*** THE DATA ***
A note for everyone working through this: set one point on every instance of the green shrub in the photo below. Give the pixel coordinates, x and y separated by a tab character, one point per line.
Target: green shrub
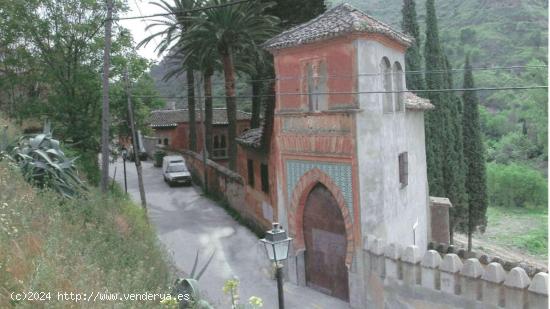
95	244
516	185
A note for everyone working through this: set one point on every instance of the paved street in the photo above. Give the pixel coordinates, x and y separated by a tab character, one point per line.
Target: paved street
187	222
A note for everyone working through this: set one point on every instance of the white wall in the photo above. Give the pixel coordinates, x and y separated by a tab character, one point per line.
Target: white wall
387	210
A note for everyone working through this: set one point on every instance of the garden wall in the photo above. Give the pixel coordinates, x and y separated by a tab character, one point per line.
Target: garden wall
225	185
403	278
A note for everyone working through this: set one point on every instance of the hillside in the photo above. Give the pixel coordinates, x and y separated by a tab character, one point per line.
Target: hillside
89	244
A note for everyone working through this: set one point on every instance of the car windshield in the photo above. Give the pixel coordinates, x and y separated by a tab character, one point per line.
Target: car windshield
176	168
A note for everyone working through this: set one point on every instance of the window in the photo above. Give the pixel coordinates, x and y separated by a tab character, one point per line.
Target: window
250	168
265	177
387	83
403	169
219	149
398	82
316	83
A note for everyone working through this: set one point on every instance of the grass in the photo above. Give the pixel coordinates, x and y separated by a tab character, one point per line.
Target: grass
523	229
92	244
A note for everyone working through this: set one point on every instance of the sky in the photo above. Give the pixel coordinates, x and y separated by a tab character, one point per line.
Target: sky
137	26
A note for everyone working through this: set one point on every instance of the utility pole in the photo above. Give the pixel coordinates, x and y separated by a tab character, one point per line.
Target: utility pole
204	150
105	110
135	143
***
EXERCISE BRIEF: Your copy should hold every record word for word and none of the pictures.

WRITTEN SOLUTION:
A note for everyone working through this: set one point on every instance of the green shrub in the photo below. Give the pixel coordinates, x and y separated by a tab character, one point per line.
Target: green shrub
95	244
516	185
A note for everyone working through this: set one point on every instance of the paved street in the photo above. Give the pixel coordinates, x and y separated by a tab character, one point per line.
Target: paved street
187	222
A note for everyone working through this: set one point on every instance of the white wall in the photo above. Give the pixel coordinates, x and y separated by a tab character, one point per line.
Target: white wall
387	210
A note for everyone working through this: set one point on every instance of the garden wall in the photo above. Give the pixel coordinates, x and y separated by a tab character, one point per line.
Target: garden wall
225	185
403	278
A note for everyone working through this: set one point on every instance of the hillside in the photo above. Give the pixel coordinates, x and y separated by a tab character, one point per line.
Target: hillside
89	244
A note for everyone working through this: set one point on every instance of the car windshield in the photo above. Give the pixel coordinates, x and y separated by a tab character, one point per line.
Target: car windshield
176	168
A note for everyone working through this: set one point on every instance of the window in the photo above. Give the pixel coordinates, x and y separated by a tab character, one point per line.
Target: window
250	168
265	177
387	83
403	169
219	149
398	82
316	83
A note for everyone working through this: set one point on every instance of the grass in the photo above. Give the pixel coordinates, x and y separated by a tab character, one point per line.
Target: grass
523	229
92	244
A note for everyone working through this: set one point on every instance of the sky in the photo above. Give the pixel coordinates, x and y separated by a tab character, one point per line.
Target: sky
137	26
A note for everyone working through this: set one point on every instance of the utility pole in the photo above. Give the pixel coordinates, x and y separated by a tab character, one point per line.
Target: utility pole
204	150
105	110
135	143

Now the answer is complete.